▶ [EXERCÍCIO BREVE 1] Enumere todos os títulos de peças líricas de Mozart referidos na crítica à produção de La Clemenza di Tito.
▶ [EXERCÍCIO BREVE 2] Prossiga a crítica à produção de La Clemenza di Tito, a partir da última frase apresentada.

▶ [DOCUMENTO]
- - - - -

La Clemenza di Tito – Teatro Nacional de São Carlos, récita de 22 de Fevereiro de 2008
À medida que a temporada lírica do TNSC avança, cresce em mim a estupefacção: a produção de hoje, invariavelmente, suplanta as precedentes, em matéria de mediocridade, amadorismo e – à la limite – desrespeito pelo público.
A produção ora em cena de La Clemenza di Tito – por sinal, a mais bela peça lírica seria de Mozart (e que vence aos pontos Mitridate, Lucio Silla ou mesmo Idomeneo, apenas para citar as mais célebres) – toca as raias do escândalo.
Joaquim Benite, cuja carreira como encenador à frente da Companhia de Teatro de Almada se encontra impregnada de brilho, pela primeira vez, encena uma peça lírica, a pedido da anterior direcção do TNSC.

- - - - -

▶ [SECÇÃO DE DADOS]
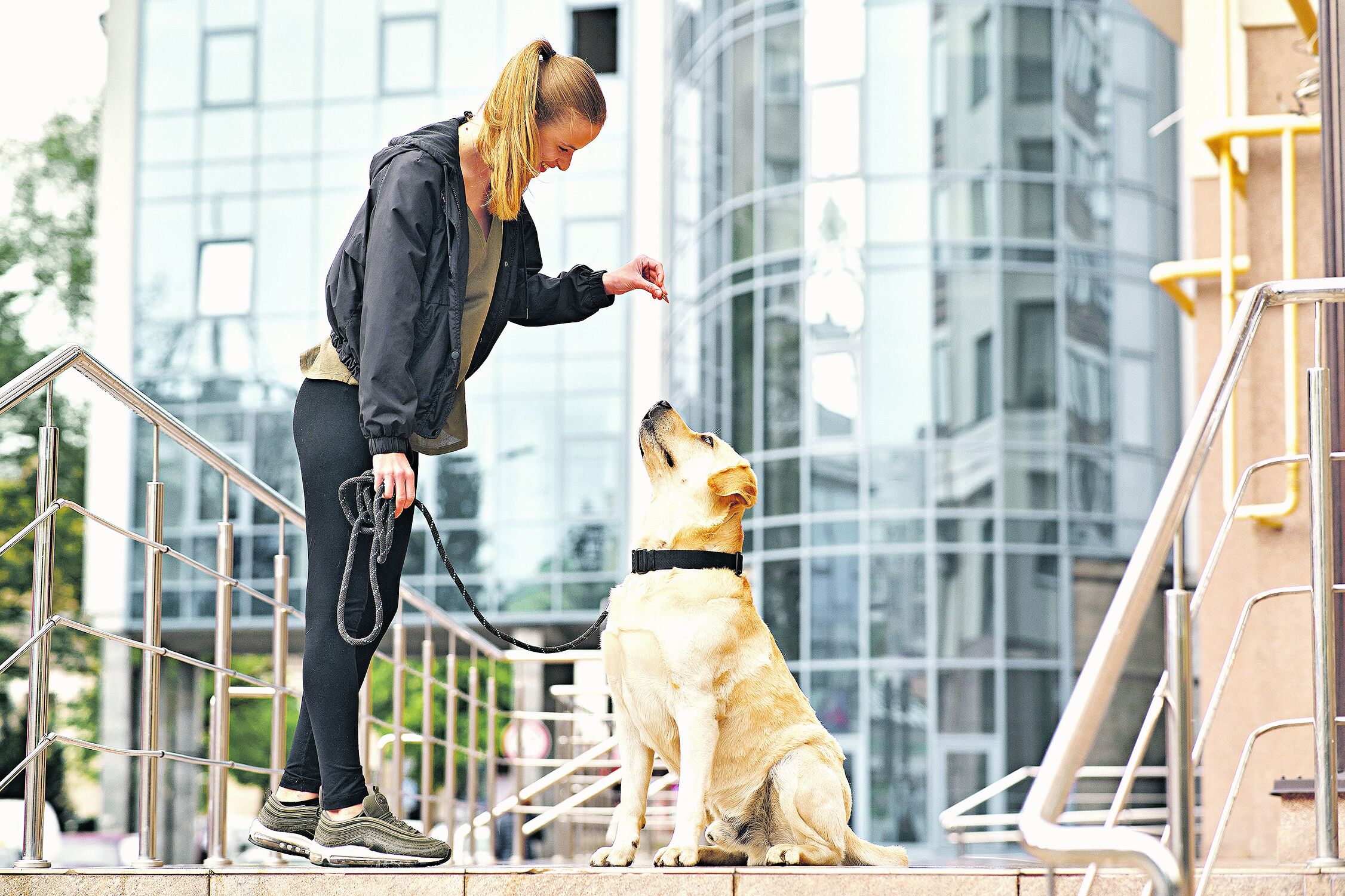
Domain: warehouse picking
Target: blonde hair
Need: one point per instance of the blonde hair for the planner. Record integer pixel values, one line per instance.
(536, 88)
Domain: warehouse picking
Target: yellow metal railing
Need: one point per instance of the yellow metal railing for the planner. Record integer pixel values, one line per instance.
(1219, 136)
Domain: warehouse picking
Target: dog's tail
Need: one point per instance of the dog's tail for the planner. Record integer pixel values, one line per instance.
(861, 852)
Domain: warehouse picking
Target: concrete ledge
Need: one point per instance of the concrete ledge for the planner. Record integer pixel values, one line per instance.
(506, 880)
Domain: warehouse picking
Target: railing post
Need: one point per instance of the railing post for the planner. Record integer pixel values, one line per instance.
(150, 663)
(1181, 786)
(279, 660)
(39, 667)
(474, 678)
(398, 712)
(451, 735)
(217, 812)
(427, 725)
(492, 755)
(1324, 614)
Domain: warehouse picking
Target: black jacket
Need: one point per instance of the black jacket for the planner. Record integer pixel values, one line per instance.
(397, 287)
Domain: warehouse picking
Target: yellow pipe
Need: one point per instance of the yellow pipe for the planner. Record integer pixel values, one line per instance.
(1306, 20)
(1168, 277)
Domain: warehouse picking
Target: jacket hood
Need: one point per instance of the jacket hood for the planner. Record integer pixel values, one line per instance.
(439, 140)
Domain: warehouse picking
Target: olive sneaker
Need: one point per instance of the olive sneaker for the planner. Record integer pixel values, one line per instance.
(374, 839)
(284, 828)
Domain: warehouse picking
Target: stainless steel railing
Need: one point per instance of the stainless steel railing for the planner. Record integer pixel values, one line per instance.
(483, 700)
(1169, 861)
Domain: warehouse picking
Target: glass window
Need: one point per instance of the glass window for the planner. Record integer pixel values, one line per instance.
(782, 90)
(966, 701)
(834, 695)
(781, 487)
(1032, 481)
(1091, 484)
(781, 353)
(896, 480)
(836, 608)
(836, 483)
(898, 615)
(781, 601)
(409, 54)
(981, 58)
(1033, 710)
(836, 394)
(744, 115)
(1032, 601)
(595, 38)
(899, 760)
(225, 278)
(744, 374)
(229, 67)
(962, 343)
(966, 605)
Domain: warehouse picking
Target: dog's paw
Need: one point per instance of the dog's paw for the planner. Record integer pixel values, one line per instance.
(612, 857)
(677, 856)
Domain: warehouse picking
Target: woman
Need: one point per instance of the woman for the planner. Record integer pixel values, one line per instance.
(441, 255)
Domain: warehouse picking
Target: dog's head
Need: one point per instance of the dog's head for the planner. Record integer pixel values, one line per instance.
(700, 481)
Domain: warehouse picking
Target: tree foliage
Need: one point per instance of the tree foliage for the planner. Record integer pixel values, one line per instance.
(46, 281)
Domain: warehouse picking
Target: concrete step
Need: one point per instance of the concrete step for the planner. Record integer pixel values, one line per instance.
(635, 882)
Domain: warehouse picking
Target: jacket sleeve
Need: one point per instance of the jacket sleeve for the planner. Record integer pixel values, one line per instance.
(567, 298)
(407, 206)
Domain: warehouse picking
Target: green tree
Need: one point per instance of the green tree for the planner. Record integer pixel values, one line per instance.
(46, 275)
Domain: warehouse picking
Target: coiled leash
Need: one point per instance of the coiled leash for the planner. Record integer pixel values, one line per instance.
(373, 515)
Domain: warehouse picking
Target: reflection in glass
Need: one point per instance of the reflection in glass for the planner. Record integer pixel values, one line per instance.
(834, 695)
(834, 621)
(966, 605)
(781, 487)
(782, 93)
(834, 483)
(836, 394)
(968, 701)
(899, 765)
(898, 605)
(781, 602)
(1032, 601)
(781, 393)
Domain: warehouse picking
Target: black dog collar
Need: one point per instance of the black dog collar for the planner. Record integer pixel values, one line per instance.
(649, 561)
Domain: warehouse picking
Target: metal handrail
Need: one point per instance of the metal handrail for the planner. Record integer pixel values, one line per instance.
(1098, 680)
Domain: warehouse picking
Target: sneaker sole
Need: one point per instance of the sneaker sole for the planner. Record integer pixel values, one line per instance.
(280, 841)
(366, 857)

- - - - -

▶ [RESULTADO 1] La Clemenza di Tito, Mitridate, Lucio Silla, Idomeneo

▶ [RESULTADO 2]
Sem brilho, nem glória, Benite aposta na transposição da trama para os anos 1920, envoltos numa estética Déco - plena de geometrias -, com resquícios de Arte Nova – a utilização de materiais que a segunda revolução industrial democratizara, nomeadamente o vidro e o ferro.
Algo vai mal, do meu ponto de vista, quando uma encenação se socorre da palavra para se afirmar. Pois bem, Benite – que se desdobrou em entrevistas e declarações, a propósito desta sua primeira incursão na lírica - justifica a transposição da trama para os "anos loucos", argumentando que também este período do século XX se encontra repleto de utopias. A talho de foice, o encenador sublinha a importância das utopias secundárias ao pensamento de Rousseau, que Mozart introduz em La Clemenza di Tito.
Tudo isto será óbvio para o encenador, mas não para o espectador! Eu – pelo menos eu... – questionei-me em permanência sobre o propósito desta leitura, que sendo legítima, de óbvia nada contem.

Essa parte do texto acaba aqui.